*TO BE DONE*.
Copy every line from the one that holds "Task: put a dot on each instance of the airplane fuselage" to the end of the records below, exactly and with nothing else, but without any pictures.

*DATA*.
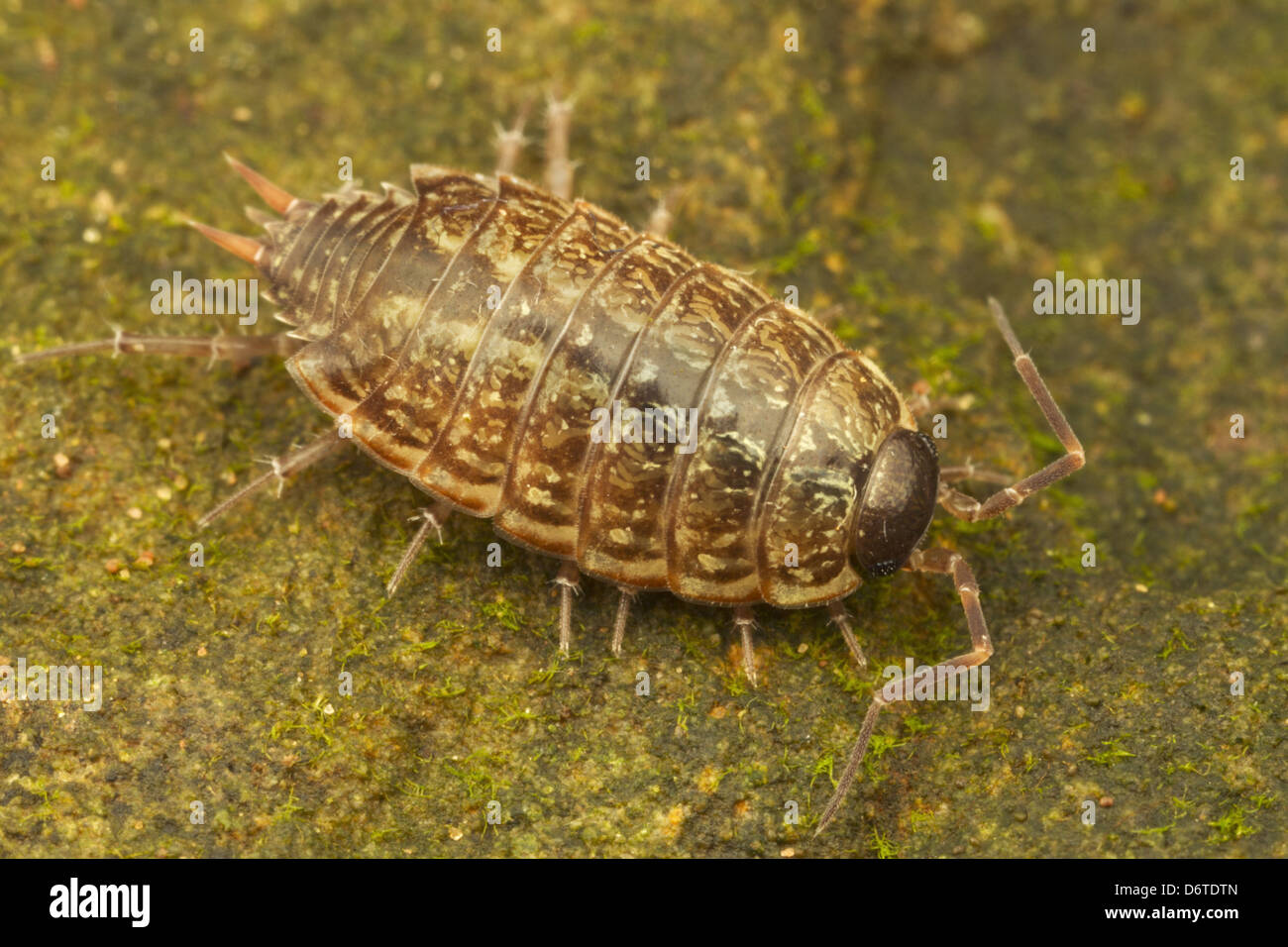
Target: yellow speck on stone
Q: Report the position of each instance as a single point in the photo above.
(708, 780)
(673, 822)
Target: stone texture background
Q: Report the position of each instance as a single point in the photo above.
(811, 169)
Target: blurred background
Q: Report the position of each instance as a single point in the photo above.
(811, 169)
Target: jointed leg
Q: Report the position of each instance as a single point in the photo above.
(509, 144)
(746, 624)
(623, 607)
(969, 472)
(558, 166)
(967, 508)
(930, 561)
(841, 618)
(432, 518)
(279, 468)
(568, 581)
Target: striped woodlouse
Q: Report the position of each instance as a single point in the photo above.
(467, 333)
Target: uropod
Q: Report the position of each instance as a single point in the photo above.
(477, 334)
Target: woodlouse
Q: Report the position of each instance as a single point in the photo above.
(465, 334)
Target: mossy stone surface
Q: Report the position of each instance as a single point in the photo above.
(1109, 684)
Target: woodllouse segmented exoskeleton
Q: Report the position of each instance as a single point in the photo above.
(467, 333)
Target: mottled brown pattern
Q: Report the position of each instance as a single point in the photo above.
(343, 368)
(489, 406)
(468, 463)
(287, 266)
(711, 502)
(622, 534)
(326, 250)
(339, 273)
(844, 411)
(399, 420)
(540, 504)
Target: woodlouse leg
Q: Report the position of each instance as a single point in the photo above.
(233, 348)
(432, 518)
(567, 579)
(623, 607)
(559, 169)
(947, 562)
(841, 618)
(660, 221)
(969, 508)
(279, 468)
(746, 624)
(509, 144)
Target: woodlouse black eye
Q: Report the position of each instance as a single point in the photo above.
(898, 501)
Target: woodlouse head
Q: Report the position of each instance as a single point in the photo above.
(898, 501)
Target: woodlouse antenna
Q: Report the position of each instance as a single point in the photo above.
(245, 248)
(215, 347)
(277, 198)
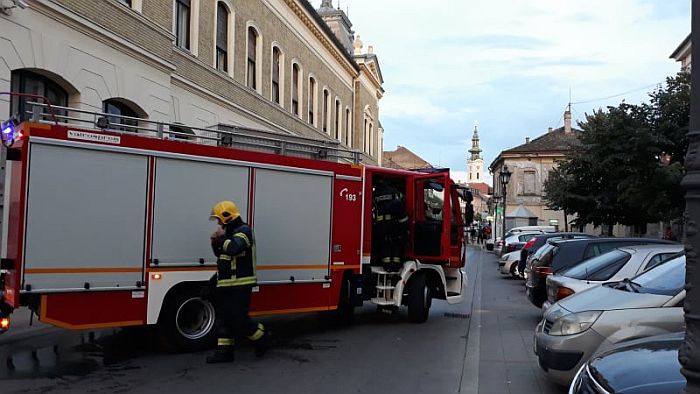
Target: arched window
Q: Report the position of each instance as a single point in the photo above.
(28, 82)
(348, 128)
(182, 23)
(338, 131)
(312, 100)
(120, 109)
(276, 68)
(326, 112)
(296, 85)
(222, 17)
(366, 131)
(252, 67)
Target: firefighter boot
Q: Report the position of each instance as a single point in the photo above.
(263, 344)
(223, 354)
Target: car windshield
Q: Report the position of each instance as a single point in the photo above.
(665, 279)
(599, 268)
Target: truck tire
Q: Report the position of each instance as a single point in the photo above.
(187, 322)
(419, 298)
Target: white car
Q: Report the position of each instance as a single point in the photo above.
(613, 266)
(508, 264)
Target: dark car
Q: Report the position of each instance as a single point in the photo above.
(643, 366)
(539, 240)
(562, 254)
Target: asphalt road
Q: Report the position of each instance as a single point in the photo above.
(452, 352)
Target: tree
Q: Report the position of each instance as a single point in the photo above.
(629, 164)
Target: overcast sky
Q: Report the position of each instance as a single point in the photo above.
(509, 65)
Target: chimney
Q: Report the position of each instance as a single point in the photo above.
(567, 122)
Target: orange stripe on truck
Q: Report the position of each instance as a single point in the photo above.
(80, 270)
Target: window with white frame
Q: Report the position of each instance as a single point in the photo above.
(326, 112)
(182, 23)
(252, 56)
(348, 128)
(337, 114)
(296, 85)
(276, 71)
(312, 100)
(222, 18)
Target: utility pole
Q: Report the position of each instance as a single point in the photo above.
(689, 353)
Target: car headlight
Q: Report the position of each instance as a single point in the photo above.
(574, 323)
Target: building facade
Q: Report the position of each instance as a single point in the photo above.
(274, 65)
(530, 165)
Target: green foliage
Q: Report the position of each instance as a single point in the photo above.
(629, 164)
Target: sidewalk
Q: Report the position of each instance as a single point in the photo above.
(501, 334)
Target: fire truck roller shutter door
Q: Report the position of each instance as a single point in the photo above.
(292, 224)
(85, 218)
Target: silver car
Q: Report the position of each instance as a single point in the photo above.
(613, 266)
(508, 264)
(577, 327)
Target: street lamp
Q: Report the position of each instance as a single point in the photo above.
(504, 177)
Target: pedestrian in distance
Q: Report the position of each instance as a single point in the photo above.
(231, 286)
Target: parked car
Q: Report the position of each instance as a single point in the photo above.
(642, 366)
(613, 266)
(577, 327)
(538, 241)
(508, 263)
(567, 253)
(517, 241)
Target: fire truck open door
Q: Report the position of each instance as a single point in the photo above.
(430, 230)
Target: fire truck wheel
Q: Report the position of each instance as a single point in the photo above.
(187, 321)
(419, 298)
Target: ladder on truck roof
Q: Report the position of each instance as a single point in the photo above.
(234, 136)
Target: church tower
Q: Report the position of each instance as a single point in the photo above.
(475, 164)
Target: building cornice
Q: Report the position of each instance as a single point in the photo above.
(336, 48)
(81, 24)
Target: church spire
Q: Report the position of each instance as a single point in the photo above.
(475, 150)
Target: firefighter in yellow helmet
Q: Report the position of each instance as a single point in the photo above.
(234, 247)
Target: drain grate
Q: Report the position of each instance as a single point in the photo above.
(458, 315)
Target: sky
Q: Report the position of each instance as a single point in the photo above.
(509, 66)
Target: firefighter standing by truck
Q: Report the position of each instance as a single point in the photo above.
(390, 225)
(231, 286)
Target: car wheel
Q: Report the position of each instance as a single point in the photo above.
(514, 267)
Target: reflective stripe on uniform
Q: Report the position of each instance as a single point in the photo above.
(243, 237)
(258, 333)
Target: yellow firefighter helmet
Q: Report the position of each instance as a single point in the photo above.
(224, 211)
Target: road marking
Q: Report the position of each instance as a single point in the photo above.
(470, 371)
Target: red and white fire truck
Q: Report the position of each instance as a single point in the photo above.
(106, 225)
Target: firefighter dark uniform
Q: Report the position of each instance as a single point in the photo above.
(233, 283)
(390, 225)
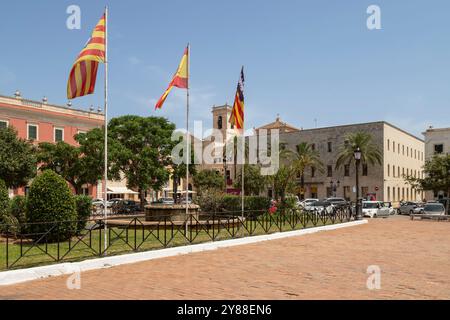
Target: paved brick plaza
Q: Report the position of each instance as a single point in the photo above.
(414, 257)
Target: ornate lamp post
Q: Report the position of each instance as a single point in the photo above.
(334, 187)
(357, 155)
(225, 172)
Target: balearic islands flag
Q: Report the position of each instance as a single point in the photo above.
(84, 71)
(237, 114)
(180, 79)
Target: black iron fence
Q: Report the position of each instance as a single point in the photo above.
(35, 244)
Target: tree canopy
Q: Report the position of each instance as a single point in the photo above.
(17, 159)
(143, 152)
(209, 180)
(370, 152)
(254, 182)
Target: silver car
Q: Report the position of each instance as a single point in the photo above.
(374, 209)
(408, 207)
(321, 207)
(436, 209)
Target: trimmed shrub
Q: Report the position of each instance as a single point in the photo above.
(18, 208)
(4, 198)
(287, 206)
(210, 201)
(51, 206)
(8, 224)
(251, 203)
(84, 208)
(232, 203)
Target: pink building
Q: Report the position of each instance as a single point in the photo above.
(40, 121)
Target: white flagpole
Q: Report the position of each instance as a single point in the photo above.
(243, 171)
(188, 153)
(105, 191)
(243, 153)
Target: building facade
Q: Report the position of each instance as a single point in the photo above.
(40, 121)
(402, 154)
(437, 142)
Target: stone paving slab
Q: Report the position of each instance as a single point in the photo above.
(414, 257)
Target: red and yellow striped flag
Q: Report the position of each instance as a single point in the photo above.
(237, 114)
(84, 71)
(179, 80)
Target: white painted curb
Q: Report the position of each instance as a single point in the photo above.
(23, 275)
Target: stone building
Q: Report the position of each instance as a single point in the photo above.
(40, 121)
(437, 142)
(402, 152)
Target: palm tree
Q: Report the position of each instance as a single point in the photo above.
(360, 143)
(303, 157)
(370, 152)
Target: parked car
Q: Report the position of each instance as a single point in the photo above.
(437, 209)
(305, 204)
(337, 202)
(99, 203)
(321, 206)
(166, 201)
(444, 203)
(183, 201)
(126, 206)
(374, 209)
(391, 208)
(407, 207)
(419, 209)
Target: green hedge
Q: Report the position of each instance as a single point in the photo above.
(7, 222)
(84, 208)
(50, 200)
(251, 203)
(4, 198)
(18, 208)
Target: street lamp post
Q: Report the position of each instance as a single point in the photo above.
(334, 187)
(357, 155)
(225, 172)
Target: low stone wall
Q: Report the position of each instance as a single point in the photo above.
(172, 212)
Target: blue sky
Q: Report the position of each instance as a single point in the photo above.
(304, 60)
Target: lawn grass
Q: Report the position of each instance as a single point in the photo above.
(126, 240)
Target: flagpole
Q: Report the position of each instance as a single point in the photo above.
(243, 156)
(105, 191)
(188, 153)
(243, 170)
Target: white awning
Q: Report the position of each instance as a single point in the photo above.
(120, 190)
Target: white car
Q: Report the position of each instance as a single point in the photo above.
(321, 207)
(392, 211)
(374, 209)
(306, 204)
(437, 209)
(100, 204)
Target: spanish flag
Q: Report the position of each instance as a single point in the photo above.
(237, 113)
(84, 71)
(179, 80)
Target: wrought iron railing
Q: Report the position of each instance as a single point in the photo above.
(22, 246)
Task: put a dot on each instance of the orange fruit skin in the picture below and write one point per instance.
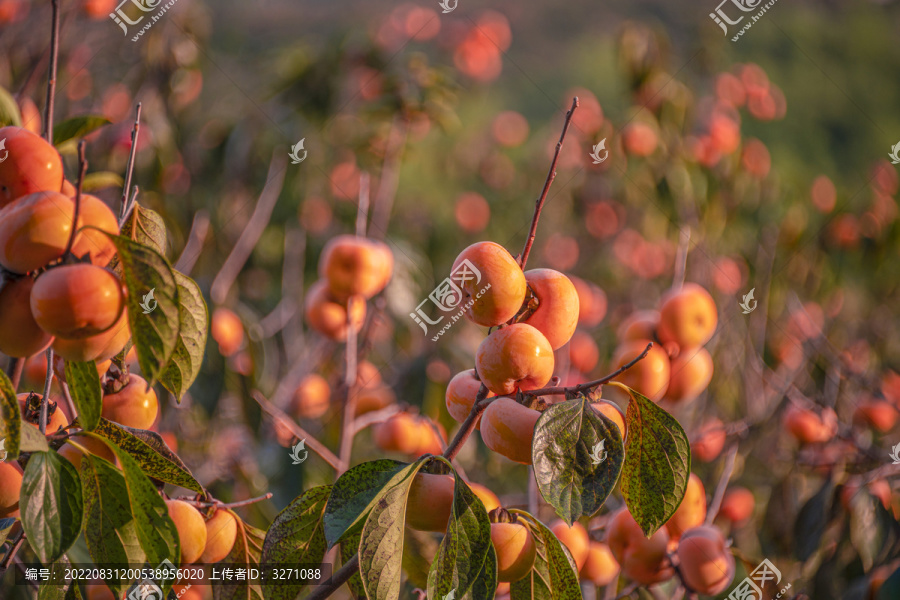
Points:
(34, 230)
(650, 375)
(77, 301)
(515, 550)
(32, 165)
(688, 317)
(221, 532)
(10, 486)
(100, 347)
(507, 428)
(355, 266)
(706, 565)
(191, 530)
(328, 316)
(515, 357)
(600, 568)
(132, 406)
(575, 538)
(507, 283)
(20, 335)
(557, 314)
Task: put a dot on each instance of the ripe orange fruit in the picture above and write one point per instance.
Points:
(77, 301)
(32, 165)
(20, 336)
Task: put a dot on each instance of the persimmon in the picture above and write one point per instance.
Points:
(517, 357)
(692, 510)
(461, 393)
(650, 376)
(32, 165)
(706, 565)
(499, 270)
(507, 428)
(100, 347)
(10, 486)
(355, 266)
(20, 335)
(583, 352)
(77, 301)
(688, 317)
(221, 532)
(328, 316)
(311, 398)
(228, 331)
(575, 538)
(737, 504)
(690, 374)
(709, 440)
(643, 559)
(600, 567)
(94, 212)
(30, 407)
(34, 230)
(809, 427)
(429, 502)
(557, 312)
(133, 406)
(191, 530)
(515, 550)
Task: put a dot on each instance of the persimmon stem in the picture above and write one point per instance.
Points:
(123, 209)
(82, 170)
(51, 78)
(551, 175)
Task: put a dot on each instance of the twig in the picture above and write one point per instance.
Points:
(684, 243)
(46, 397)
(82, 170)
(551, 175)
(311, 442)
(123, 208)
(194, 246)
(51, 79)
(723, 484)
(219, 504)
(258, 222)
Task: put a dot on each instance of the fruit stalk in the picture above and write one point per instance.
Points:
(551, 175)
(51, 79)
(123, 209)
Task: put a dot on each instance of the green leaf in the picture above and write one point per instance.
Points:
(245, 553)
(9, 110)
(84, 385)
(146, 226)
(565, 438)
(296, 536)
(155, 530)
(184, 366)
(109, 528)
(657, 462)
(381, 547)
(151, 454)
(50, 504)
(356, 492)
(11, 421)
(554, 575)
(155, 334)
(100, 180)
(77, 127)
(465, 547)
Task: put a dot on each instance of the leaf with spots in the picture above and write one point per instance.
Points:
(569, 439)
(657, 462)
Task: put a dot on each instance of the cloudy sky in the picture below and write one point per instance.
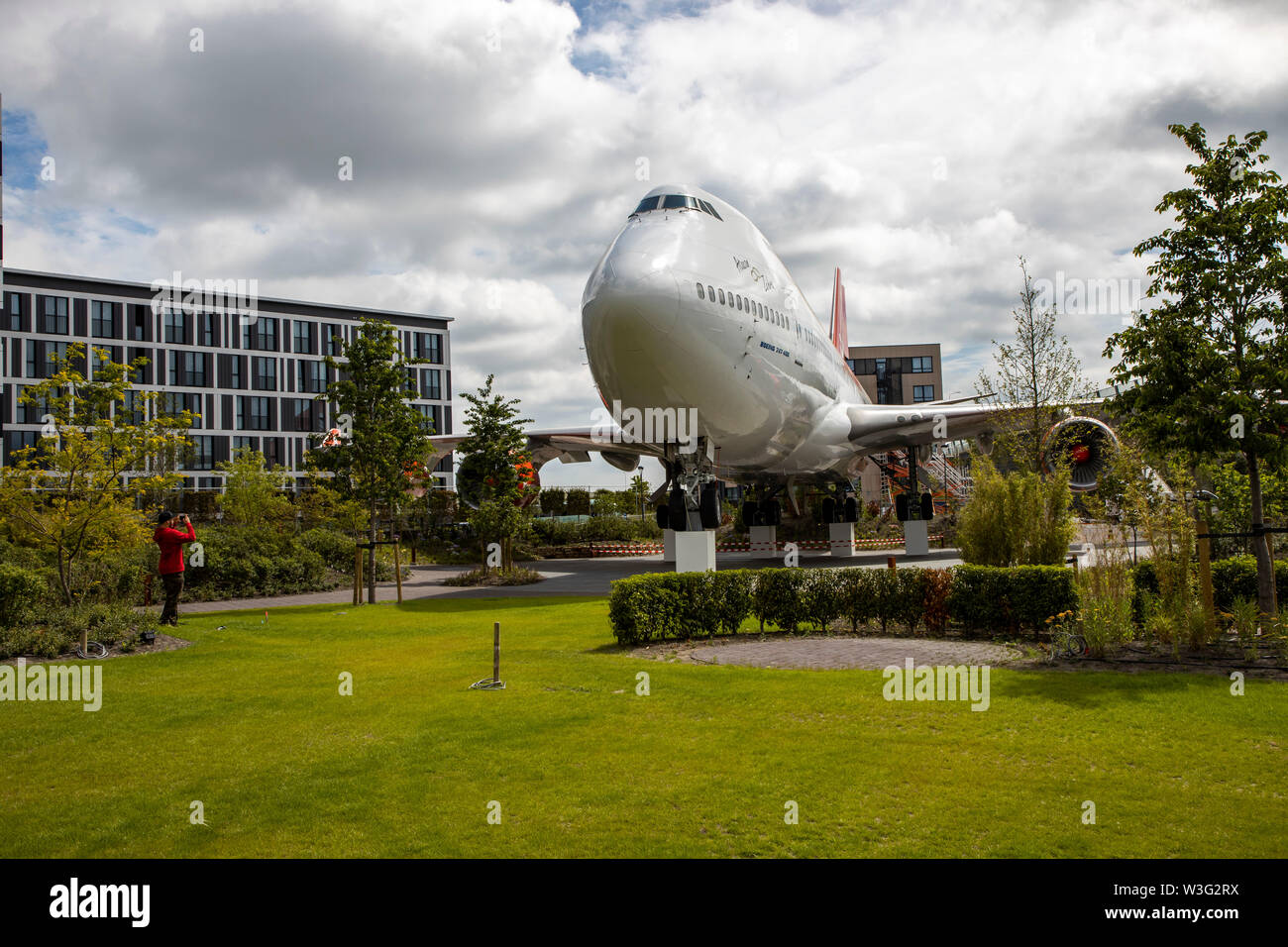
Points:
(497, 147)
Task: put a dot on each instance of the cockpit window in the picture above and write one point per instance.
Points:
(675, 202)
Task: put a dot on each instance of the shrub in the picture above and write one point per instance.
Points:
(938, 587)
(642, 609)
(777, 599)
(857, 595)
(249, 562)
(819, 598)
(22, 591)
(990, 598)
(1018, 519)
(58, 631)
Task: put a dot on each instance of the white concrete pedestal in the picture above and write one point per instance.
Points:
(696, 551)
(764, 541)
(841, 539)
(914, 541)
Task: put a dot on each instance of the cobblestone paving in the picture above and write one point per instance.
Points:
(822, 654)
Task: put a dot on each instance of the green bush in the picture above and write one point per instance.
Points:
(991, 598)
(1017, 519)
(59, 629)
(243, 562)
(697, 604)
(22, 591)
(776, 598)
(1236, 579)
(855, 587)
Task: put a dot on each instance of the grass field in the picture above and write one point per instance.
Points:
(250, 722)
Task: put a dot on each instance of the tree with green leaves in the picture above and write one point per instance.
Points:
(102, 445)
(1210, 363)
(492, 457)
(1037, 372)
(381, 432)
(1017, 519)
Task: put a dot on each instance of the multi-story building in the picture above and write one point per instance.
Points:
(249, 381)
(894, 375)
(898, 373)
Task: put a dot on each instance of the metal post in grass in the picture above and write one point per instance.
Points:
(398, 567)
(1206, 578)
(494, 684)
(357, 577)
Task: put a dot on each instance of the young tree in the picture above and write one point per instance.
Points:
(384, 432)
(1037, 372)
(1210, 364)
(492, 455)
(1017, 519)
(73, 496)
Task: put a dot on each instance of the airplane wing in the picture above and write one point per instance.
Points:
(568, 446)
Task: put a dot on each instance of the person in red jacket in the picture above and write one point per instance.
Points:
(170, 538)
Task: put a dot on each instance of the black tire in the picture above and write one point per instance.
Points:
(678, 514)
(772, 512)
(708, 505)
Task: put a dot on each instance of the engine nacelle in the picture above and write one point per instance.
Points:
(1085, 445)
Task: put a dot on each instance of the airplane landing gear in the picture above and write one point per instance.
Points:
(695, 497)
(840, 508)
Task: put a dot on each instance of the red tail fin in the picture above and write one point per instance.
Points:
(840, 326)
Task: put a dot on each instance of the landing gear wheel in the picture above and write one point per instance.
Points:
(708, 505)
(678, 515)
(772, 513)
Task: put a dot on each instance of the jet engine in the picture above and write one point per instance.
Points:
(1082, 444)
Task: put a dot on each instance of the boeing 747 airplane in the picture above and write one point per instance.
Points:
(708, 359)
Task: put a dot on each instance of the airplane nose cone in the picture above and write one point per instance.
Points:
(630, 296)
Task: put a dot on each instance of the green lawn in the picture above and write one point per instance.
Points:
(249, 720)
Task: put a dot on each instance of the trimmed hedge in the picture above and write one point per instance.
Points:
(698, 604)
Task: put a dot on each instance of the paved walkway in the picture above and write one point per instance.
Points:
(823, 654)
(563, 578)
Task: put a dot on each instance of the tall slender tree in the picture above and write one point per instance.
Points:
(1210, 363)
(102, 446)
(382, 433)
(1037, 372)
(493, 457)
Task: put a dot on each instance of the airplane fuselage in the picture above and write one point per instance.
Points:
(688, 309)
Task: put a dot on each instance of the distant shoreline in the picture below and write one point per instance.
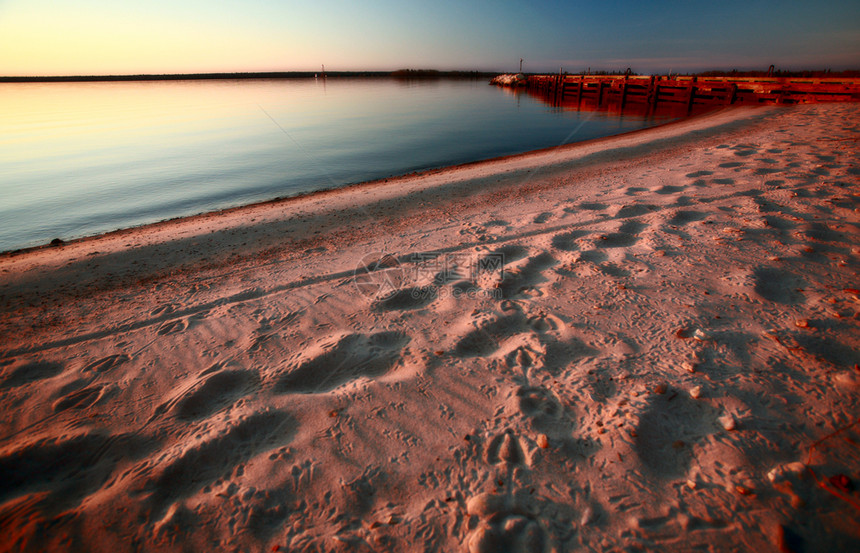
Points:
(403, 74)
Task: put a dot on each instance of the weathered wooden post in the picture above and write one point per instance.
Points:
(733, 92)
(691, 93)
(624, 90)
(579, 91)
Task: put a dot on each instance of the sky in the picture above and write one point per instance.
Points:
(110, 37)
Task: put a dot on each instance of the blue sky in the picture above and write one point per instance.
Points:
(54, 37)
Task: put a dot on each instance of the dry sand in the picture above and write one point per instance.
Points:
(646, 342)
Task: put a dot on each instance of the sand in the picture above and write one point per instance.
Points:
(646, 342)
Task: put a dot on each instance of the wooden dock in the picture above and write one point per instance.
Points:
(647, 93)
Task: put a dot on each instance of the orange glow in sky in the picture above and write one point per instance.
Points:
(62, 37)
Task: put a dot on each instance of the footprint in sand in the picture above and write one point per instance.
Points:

*SOLVED PROBLEM*.
Task: put a dot on each instance of the airplane fuselage in the picture above and write one point per instance.
Points:
(688, 309)
Task: put a dot on each instance of the distant shoreline in the picture below and write one point per instance.
Points:
(403, 74)
Task: put a dot on each instance of the weathered wooden post in the picture above and write one point per instance.
Points:
(733, 92)
(691, 93)
(624, 90)
(579, 91)
Task: put a dot on each instance of the sky in the picture above and write one point per instance.
Points:
(110, 37)
Task: put a dot on each instance of the blue sky in the picture above and write one point per instance.
Points:
(54, 37)
Task: put a dot on each instance of the dry sand in the picture above and write one point per instance.
Points:
(646, 342)
Task: put a dot on each instance of the sand in the picture above and write one point per instance.
Points:
(646, 342)
Task: put a dot on each instance of the wooden dock in the picture above and write one point per instance.
Points:
(647, 93)
Task: put a dot on each instance of the orange glow in sky in the picture above and write one point per instance.
Points:
(62, 37)
Task: put a dot on each instance of the footprint in sand in the picture above and write one point per instance.
Points:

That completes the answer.